Record extracts.
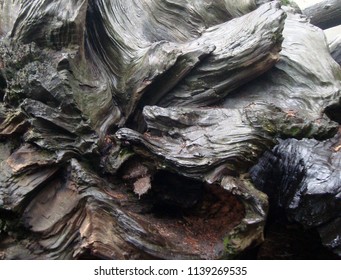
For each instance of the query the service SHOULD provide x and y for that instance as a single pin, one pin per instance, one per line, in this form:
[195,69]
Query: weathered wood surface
[303,178]
[325,14]
[125,135]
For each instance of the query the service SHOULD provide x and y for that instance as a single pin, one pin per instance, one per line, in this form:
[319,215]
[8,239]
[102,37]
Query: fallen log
[127,128]
[302,177]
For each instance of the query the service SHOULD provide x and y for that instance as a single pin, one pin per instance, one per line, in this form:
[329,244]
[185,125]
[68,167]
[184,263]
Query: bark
[127,128]
[306,184]
[325,14]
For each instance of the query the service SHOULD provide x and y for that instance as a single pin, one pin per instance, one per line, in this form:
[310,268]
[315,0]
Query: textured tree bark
[127,128]
[306,184]
[325,14]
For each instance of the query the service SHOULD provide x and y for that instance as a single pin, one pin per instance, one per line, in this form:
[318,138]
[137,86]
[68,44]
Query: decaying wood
[127,128]
[303,177]
[325,14]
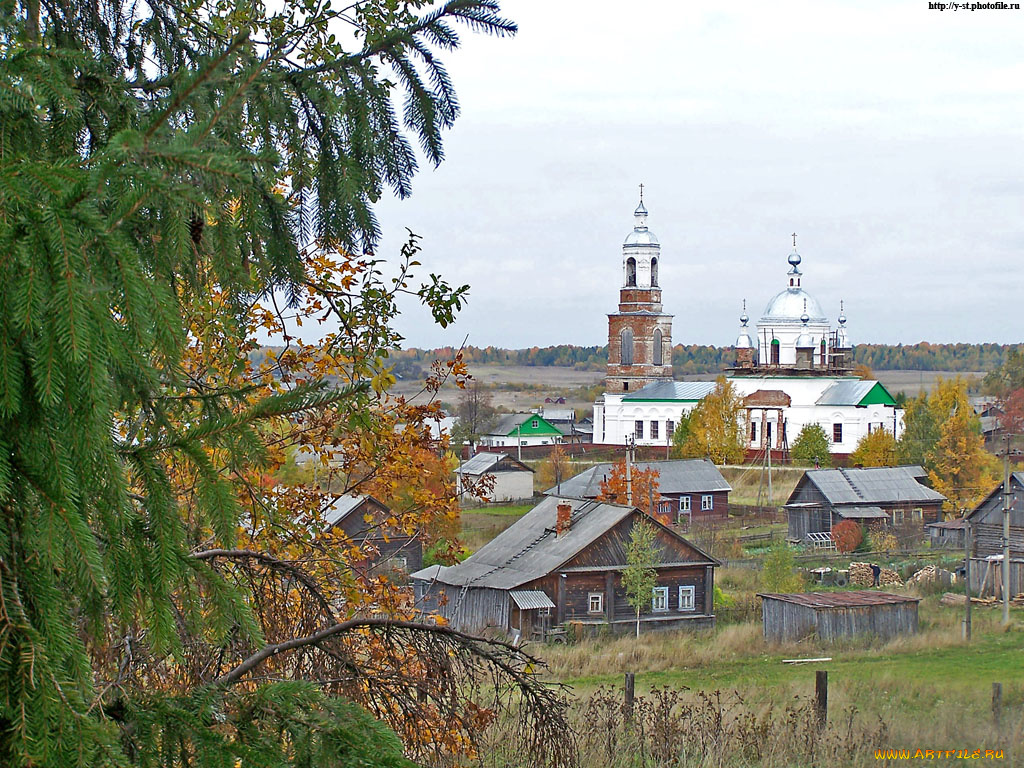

Given instruction. Reproduce every line of the listing above verbatim, but leave out the pictures.

Full answer.
For each instance of the query the service SHOULD provide x and y for that instance as a single pin, one pin per instance, one per line, in this form:
[195,69]
Query: weathered wood surface
[303,178]
[325,14]
[125,135]
For each instance of the query the service SHOULD provide x and y for that instance as a single pin, one pin per instance, one per line, in this form:
[319,215]
[8,239]
[102,37]
Query: fallen log
[127,128]
[302,177]
For each instance of the query the service SHOULD provide x and y for that instance as a single pin, one pin per instance, one per line, in this form:
[329,244]
[185,125]
[68,167]
[184,263]
Query: bark
[127,128]
[306,184]
[325,14]
For each instance of the query the service SHOULD provide x and y for that instance as a single pin, one pin per instance, one per line, in this form:
[310,268]
[315,0]
Query: textured tree bark
[127,128]
[306,184]
[325,14]
For each instance of the query the service SHOULD provide x and y for that instance as a single pin, one pin per instance, one per line, in this form:
[318,138]
[137,86]
[68,44]
Query: decaying wood
[127,128]
[303,177]
[325,14]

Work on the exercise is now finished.